[FONTE]:

Nella realizzazione delle sue ricette si ispira a qualche membro della sua famiglia? Le capita di prendere spunto da piatti della sua infanzia e rivisitarli?

Assolutamente. Evoluti, certo, ma senz’altro. Sono i piatti della nonna, della mamma e delle zie. In Calabria c’è ancora quella cultura cattolica molto forte per cui si mangiava il pesce il mercoledì e il venerdì e la carne la domenica. Insomma, la classica dieta mediterranea: ci sono tantissimi piatti che mi hanno ispirato e hanno fatto sì che la famiglia avesse una forte influenza sulla mia cucina. Per esempio, le capesante con la ‘nduja, che tra l’altro sono state uno dei piatti del programma di Stanley Tucci, “Search of Italy”, sulla CNN, che adesso andrà anche sulla BBC, hanno fatto scalpore e riprendono le cozze con la ‘nduja e il vino dolce che si facevano a casa mia quando ero piccolo. Un altro esempio è la classica pizza con lo strutto calabrese, che oggi è il pane che servo nel mio ristorante Radici, piuttosto che il coniglio in umido di mamma e la pasta china, diventati i miei cavalli di battaglia.

Record grezzi:
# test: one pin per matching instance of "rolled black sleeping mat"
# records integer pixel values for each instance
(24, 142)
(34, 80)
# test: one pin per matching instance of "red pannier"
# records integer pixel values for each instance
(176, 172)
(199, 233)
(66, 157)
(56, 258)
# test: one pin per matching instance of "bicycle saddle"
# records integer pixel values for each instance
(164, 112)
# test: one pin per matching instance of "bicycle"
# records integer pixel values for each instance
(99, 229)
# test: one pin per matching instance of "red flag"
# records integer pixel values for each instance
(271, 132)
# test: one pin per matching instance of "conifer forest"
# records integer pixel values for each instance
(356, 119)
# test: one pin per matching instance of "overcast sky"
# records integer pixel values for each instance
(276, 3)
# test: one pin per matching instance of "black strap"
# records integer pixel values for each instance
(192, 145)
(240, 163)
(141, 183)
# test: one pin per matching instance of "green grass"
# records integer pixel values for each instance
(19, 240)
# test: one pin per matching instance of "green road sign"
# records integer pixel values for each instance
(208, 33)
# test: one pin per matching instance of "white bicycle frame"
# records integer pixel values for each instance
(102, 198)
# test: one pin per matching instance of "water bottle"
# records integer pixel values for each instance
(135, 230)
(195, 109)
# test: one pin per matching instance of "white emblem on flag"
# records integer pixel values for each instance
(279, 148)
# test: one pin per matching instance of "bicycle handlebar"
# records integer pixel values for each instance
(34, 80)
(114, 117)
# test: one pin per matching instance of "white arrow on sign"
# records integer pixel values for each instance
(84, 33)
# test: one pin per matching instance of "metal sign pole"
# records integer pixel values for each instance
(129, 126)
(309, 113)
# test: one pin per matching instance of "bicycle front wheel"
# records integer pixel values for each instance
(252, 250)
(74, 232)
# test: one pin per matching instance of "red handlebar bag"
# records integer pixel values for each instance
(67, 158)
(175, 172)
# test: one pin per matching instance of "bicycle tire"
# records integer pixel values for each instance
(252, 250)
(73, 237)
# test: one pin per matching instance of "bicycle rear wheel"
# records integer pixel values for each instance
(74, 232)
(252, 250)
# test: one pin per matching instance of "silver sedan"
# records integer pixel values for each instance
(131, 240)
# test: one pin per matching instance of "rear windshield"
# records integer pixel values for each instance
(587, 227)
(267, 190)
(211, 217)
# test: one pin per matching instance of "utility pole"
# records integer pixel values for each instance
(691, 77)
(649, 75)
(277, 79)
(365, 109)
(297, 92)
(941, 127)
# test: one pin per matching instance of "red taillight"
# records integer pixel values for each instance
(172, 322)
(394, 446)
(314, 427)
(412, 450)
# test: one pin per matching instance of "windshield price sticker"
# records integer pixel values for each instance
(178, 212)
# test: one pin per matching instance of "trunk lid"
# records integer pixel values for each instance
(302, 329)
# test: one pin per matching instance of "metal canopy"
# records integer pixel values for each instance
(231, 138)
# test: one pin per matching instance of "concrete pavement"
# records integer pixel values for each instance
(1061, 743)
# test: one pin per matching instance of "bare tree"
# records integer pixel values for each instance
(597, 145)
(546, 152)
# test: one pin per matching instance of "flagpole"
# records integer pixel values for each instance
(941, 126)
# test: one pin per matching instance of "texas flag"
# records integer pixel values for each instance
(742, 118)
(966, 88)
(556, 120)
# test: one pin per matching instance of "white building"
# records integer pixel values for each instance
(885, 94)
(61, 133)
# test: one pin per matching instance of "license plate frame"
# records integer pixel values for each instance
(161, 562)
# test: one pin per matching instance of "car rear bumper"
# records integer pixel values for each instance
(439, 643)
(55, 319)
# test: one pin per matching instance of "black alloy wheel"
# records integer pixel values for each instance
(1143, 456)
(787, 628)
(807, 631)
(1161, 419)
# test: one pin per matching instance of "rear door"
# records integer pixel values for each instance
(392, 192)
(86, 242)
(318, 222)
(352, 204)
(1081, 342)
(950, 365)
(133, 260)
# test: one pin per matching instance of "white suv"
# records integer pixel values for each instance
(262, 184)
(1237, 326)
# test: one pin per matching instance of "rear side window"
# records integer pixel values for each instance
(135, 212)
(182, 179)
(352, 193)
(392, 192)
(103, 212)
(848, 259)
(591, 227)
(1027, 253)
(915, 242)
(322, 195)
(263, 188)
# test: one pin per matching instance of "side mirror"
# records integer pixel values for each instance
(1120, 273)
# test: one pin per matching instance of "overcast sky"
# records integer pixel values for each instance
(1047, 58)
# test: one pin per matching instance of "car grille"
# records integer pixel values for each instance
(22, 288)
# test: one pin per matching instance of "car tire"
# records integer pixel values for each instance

[SVOLGI QUANTO SEGUE]:
1. Nell'intervista sulla cucina di famiglia, quale piatto di casa riprendono le capesante con la ‘nduja?
2. Prosegui l'intervista sulla cucina di famiglia dal punto in cui si interrompe.

[RISPOSTE AI COMPITI]:
1. Le cozze con la ‘nduja e il vino dolce che si facevano in casa durante l'infanzia.

2.
Ci sono delle tradizioni e/o dei riti tipicamente calabresi ai quali è particolarmente legato e che osserva anche quando è a Londra?

Certamente. La sera di Natale da noi si devono fare 13 piatti diversi e non ci deve essere assolutamente carne. Il baccalà deve esserci sempre perché è importante! E poi c’è un’altra tradizione che mi sta molto a cuore, un breakfast di quando ero piccolino, per la Domenica delle Palme: asparagi saltati con uova strapazzate e un formaggio che si chiama “spallaccio”. È una cosa che coi miei bambini faccio ogni anno la mattina e lì mi ricordo un po’ di Calabria.

Quando è all’estero quali sono le cose di cui sente maggiormente la mancanza e che la spingono a ritornare in Calabria?

Senz’altro la mia famiglia. Però un’altra cosa che mi manca molto qui in Inghilterra è il cambio delle stagioni, che da chef sono motivo di grandissima ispirazione a livello culinario e qui tutto ciò non esiste per motivi climatici. Mi manca anche molto la semplicità con la quale si vive in Calabria: ti dà una serenità, un equilibrio e una pace interiore pazzeschi. A volte mi fermo a Cerchiara a guardare la gente: le persone camminano, si fermano, ti parlano. A Londra tutti corrono, corrono, corrono… Mi manca lo stare tranquillo: la tranquillità ti fa vivere meglio e ti fa creare dei piatti migliori, che “non vanno di corsa, ma rimangono”.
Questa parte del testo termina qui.